--- Source material Enclosed Below ---

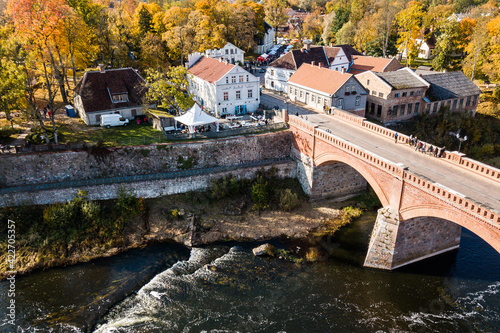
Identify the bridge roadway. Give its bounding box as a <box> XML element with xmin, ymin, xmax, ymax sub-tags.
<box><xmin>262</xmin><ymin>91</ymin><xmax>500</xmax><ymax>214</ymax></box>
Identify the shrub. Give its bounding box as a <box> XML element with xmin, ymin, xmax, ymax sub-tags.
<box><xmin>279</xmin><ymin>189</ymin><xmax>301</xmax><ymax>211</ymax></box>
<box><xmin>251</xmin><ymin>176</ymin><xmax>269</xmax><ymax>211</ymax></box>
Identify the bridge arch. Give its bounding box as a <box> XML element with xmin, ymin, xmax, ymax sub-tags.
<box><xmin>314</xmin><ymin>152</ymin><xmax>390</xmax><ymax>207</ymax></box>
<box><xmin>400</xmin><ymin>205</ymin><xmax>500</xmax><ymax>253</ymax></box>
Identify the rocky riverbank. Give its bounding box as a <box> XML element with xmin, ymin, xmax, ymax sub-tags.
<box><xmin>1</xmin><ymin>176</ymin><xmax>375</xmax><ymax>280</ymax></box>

--- End of Enclosed Source material ---

* Problem to solve *
Without the pictures, print the records in full, exactly as they appear.

* Your solution *
Identify the bridge roadway. Give its bounding box as a <box> XML element with xmin, ymin, xmax, ymax sub-tags.
<box><xmin>262</xmin><ymin>91</ymin><xmax>500</xmax><ymax>214</ymax></box>
Identify the shrub. Give its bounding box as a <box> XML element with xmin, ymin, xmax, ymax sub-tags.
<box><xmin>279</xmin><ymin>189</ymin><xmax>301</xmax><ymax>211</ymax></box>
<box><xmin>251</xmin><ymin>176</ymin><xmax>269</xmax><ymax>211</ymax></box>
Identify the bridge arch. Give its bounding box as a <box> XML element with xmin, ymin, xmax, ymax sub-tags.
<box><xmin>314</xmin><ymin>152</ymin><xmax>390</xmax><ymax>207</ymax></box>
<box><xmin>400</xmin><ymin>205</ymin><xmax>500</xmax><ymax>253</ymax></box>
Identify the rocky riverbank. Give its bounding box as a <box> XML element with xmin, ymin, xmax, ymax sub-tags.
<box><xmin>1</xmin><ymin>176</ymin><xmax>375</xmax><ymax>280</ymax></box>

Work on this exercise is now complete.